**TAREAS A REALIZAR**.
A: Enumera los materiales de desecho que, según el texto sobre El Anatsui, incorporan muchas de sus obras.
B: Transcribe, por favor, el fragmento del texto sobre El Anatsui que va desde "Algún dato quizá" hasta "cualquier literatura adherida.", ambos incluidos.

**EXTRACTO DEL DOCUMENTO**.
Cuando el calor es desgarro


El Anatsui, Old Cloth Series, 1993
No sé si tengo que presentar a El Anatsui o bastará simplemente con dejar que sea su mural el que hable. Sepa, sin embargo, quien lo ve, quien espera entrar en su secreto, que habla aquí en tono menor, porque es una obra que por sus dimensiones requiere espacio libre y obliga a respetar cierta perspectiva. No es que pierda carácter o que su magia se desvirtúe al ser llevada a otros formatos, como el que sirve aquí para su presentación, sino que a través de fotografías o de cualquier otro medio la experiencia varía, y estoy por afirmar que será menos intensa. Aun así me arriesgaré a seguir hablando de lo que veo en las fotos y no de lo que desearía ver al natural, tal y como lo entregó su creador.

Algún dato quizá sea útil, otros son inútiles por evidentes. ¿Hay que decir que el artista es africano? Añadiré algo más, de Ghana. Hijo de un tejedor de kentes tradicionales, eso puede ser más importante, y formado en instituciones artísticas europeas. Hablar del kente como un tapiz quizá no sea muy apropiado, teniendo en cuenta lo que eso trae inmediatamente a la mente del europeo. Las diferencias entre la idea común y la «solución» africana son manifiestas. Una vez colgados, esos tejidos de seda y algodón, vienen a describir también un mundo, pero un mundo sencillo, de dibujos geométricos e intrincados, libre de personajes y figuraciones, donde el juego formal de combinación y reiteración de motivos acaba subyugando con mayor eficacia que cualquier literatura adherida.

Las diversas obras que El Anatsui ha venido presentando con amplio reconocimiento no tienen fácil catalogación. Según los casos, pueden ser descritas como tapices, mosaicos, esculturas, o más simplemente como instalaciones artísticas. En ellas el telar original, el de sus ancestros, ha adquirido otras proporciones y los materiales empleados también se han diversificado. Muchas de las obras incorporan materiales de desecho como chapas, maderas, cerámica y plástico, engarzados en largas hileras, generalmente horizontales, con las que se crea cierta ilusión de continuidad, aunque a simple vista la trama las descubra como nuevas y distintas. La elección de mantener el hilo, pero tejiendo en bruto con materiales bastos, no parece que tenga pretensiones conceptuales. No creo que convengan aquí etiquetas como arte pobre, ecológico o reciclado. El uso del material está más que justificado por sus demostradas posibilidades formales. El resultado es casi siempre sorprendentemente armonioso, si bien alérgico a los cánones europeos con sus matices aterciopelados. Las piezas, los componentes, los átomos, subsisten ahí, son visibles, a veces como lo que fueron, un tapón o una lata, pero formando un conjunto nada ocasional y mostrando a través de sus pliegues y su estudiado encaje un deslumbrante y colorido volumen.

**LISTADO MOSTRADO**.
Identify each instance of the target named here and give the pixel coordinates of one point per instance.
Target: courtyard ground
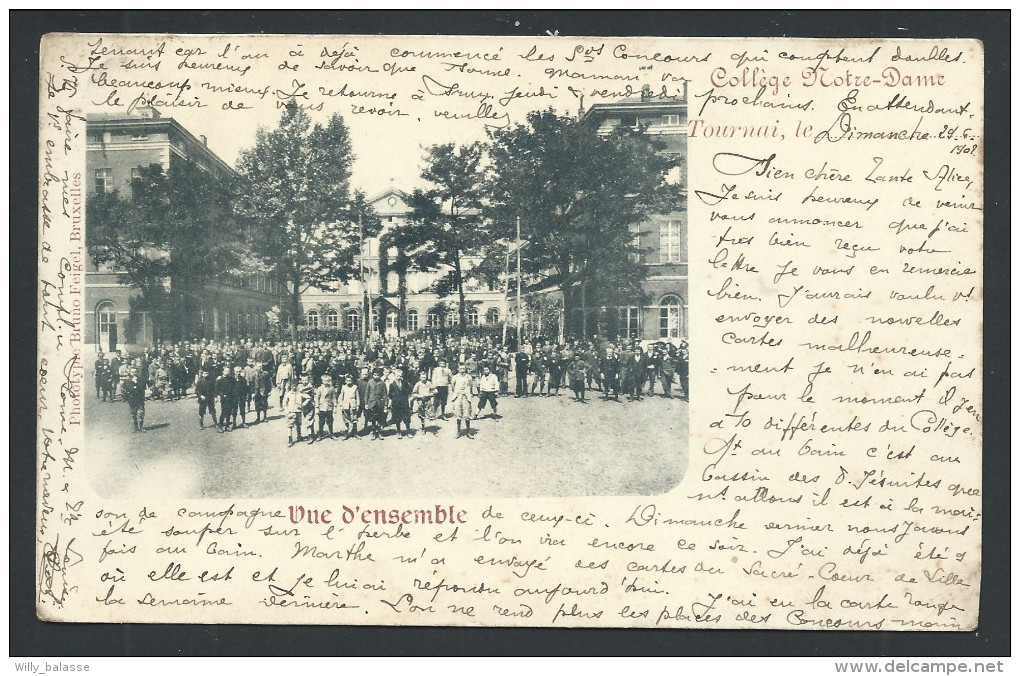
(541, 447)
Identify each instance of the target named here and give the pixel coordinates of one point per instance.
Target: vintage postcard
(510, 331)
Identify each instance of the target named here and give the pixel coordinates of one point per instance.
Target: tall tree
(447, 218)
(580, 197)
(296, 195)
(170, 238)
(400, 239)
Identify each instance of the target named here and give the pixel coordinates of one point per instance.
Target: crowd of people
(351, 390)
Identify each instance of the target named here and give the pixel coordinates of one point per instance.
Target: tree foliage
(173, 235)
(295, 195)
(580, 197)
(446, 220)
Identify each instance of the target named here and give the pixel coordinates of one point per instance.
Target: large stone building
(343, 307)
(117, 147)
(662, 313)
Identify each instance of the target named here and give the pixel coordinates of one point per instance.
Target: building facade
(117, 148)
(661, 313)
(343, 307)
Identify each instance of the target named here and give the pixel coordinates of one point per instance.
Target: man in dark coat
(242, 393)
(206, 393)
(226, 394)
(375, 400)
(133, 391)
(683, 369)
(400, 405)
(521, 365)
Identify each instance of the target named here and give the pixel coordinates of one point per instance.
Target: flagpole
(369, 287)
(506, 293)
(518, 282)
(361, 271)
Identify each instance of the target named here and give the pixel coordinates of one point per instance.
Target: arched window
(670, 314)
(106, 325)
(669, 242)
(354, 321)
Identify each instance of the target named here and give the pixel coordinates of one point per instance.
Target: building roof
(645, 101)
(153, 121)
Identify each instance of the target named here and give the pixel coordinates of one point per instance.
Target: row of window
(665, 120)
(670, 319)
(352, 319)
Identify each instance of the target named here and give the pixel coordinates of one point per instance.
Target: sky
(398, 95)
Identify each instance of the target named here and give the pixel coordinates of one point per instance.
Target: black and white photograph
(315, 308)
(397, 329)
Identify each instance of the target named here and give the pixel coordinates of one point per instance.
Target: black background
(29, 636)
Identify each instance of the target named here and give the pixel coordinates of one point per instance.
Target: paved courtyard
(541, 447)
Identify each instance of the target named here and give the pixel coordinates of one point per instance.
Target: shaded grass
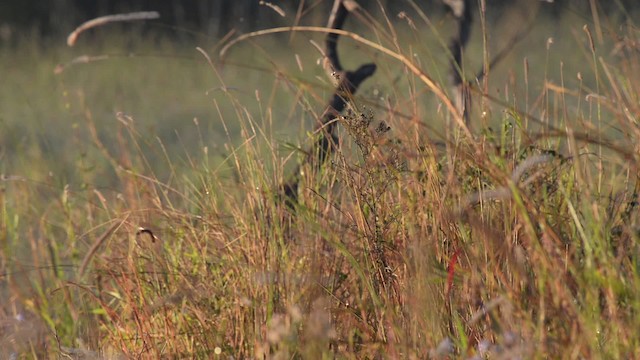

**SOLUCIONES**.
A:
- Chapas
- Maderas
- Cerámica
- Plástico

B:
Algún dato quizá sea útil, otros son inútiles por evidentes. ¿Hay que decir que el artista es africano? Añadiré algo más, de Ghana. Hijo de un tejedor de kentes tradicionales, eso puede ser más importante, y formado en instituciones artísticas europeas. Hablar del kente como un tapiz quizá no sea muy apropiado, teniendo en cuenta lo que eso trae inmediatamente a la mente del europeo. Las diferencias entre la idea común y la «solución» africana son manifiestas. Una vez colgados, esos tejidos de seda y algodón, vienen a describir también un mundo, pero un mundo sencillo, de dibujos geométricos e intrincados, libre de personajes y figuraciones, donde el juego formal de combinación y reiteración de motivos acaba subyugando con mayor eficacia que cualquier literatura adherida.